▸ Goal
The records below are to be quoted in full; please keep every word exact.
[Begin Data to process]
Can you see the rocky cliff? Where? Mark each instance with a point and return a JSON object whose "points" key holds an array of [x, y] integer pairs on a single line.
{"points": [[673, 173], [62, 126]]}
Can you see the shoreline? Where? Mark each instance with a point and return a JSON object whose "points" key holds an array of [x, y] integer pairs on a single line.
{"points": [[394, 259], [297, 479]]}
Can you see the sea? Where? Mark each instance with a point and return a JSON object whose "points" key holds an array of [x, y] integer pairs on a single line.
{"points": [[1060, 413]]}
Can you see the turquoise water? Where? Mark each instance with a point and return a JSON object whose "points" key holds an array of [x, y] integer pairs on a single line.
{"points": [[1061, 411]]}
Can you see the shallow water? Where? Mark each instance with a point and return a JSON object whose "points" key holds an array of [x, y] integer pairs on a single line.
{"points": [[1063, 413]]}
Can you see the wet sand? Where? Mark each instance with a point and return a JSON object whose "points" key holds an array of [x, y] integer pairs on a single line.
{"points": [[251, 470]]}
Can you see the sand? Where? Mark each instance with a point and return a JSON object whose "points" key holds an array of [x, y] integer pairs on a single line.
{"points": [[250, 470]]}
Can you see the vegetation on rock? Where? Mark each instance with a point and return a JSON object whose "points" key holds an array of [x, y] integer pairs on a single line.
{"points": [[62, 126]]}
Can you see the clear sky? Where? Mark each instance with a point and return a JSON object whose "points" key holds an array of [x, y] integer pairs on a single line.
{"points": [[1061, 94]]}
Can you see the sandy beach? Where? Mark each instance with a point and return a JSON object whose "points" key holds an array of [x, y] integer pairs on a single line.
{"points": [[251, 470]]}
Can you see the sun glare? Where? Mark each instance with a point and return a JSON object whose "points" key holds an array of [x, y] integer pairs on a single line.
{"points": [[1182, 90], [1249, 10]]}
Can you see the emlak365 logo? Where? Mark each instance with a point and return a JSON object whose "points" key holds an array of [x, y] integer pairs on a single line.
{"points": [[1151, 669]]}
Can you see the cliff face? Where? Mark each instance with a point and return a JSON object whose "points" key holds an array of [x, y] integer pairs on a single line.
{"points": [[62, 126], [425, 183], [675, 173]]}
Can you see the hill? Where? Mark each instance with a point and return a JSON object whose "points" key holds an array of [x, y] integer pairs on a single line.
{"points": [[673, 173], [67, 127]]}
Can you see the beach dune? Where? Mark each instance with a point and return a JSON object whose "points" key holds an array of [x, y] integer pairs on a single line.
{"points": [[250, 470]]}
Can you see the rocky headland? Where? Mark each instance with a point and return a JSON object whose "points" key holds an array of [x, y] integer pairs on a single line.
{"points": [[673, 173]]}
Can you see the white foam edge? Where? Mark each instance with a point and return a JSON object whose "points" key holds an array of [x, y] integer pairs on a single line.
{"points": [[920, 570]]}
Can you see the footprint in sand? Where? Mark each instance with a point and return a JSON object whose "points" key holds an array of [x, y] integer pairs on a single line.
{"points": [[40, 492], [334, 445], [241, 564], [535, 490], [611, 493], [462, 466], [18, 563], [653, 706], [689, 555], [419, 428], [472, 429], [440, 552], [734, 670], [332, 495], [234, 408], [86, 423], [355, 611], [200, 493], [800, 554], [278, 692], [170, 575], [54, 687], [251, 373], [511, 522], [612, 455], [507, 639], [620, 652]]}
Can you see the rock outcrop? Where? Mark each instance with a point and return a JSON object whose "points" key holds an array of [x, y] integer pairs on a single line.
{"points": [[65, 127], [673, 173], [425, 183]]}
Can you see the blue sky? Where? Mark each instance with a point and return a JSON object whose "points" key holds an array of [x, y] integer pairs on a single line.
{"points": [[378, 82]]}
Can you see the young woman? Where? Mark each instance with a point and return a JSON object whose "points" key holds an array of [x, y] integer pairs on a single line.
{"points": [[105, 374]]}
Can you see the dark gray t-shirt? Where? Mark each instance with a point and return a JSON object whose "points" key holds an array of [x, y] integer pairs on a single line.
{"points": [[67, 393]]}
[End Data to process]
▸ Output for this task
Can you see the rocky cliff? Where? Mark each instance with a point and return a JSON object whose "points" key holds an array of [x, y] integer pairs on a single line.
{"points": [[673, 173], [62, 126]]}
Can you see the shoreline? Where? Mark each instance with a point and return a JSON object whose "points" key holds an array of [x, y] integer pairs on a single line.
{"points": [[394, 259], [297, 479]]}
Can you see the sea? Where? Mark each instance with a point and return a JSON object whose "points" key holds an array of [x, y] integer pairs on a single line.
{"points": [[1060, 413]]}
Can you see the turquoise water? Where? Mark each instance with a point and return a JSON object whose "points" key holds an array of [x, y] integer pairs on a single line.
{"points": [[1061, 411]]}
Can you see the shallow water? Where? Mark each instance with a point and return a JSON object whose "points" key holds an array of [x, y] integer pairs on a single line.
{"points": [[1063, 413]]}
Can you see the wet sand? Where? Mark each instance with a point and return a JSON object whose "points" key holds an array of [x, y] integer pairs on a single line.
{"points": [[251, 470]]}
Can you see the sand? Where? Mark each instance with a point and return a JSON object whose "points" key holds an array of [x, y] integer pairs on a single line.
{"points": [[250, 470]]}
Can you see the vegetation on rock? Where? Mark each instance with a point and return a JSON object whose "points" key holds an array of [x, y] integer pairs on a single line.
{"points": [[62, 126]]}
Can you see the clear sky? Where? Mark each instance with a point and return a JSON object whose "points" key holds an array of [x, y] integer pairs on a single line.
{"points": [[1061, 94]]}
Can you see the sandy beach? Where? Mark each instance with a point and return a JSON object whose "points" key holds an array of [x, y] integer pairs on a single line.
{"points": [[251, 470]]}
Can you see the sun glare? Where? Mark each instance with a point and return a JSON object whose "points" key holds an array of [x, y] integer pairs on a single line.
{"points": [[1182, 90], [1249, 10]]}
Can you see the emlak365 logo? Where? Mark each instance with a point and return a JSON object whose "points" key holds an array of [x, y] integer pairs on a single line.
{"points": [[1151, 669]]}
Can you see the cliff face? Where? Mark each instance with a point and return a JSON object whose "points" key holds an array of [x, y] integer pairs on a single line.
{"points": [[62, 126], [425, 183], [675, 173]]}
Can you see the hill? Where? Mark each instance with a point and return a JSON object whose "points" key holds an array of [x, y] integer pairs on a single line.
{"points": [[673, 173], [67, 127]]}
Can you see the beach dune? Where? Mark each instance with a point and return a JSON object whose "points" key holds an array of [x, y] integer pairs on a single line.
{"points": [[250, 470]]}
Can you see the rocky headland? Where? Mark each instance with a point and return a JSON object whose "points" key holds an array of [x, y] integer pairs on a single line.
{"points": [[673, 173]]}
Can you see the white foam edge? Where? Mark each instance with a point and return a JSON object whose "points" key holds an array of [x, y] integer pairs on a single line.
{"points": [[920, 570]]}
Can you see the footprint in sand? Where? Mark each instance with a point and return a JSON object whose "points" key holds an array of [x, y] integer pairs on a single line.
{"points": [[40, 492], [334, 445], [241, 564], [535, 490], [611, 493], [462, 466], [18, 563], [653, 706], [689, 555], [419, 428], [472, 429], [440, 552], [734, 670], [332, 495], [234, 408], [86, 423], [355, 611], [200, 493], [800, 554], [278, 692], [170, 575], [54, 687], [251, 373], [511, 522], [612, 455], [507, 639], [620, 652]]}
Can you see the rock outcrop? Where? Mark each instance with a point and return a JSON object whose "points" key holds an array of [x, y] integer pairs on a single line.
{"points": [[65, 127], [673, 173], [425, 183]]}
Can you see the blue sky? Where? Mark each instance with a point and return a JSON object whose "points" key holds an array of [x, y] integer pairs on a single line.
{"points": [[378, 82]]}
Can you see the young woman? Where? Mark each instance with a point and return a JSON object whose "points" key holds an array of [x, y] integer pairs on a single line.
{"points": [[105, 374]]}
Can you see the dark gray t-shirt? Where? Mark each instance with a point and return a JSON object whose "points" key holds an array of [x, y] integer pairs on a single line.
{"points": [[67, 393]]}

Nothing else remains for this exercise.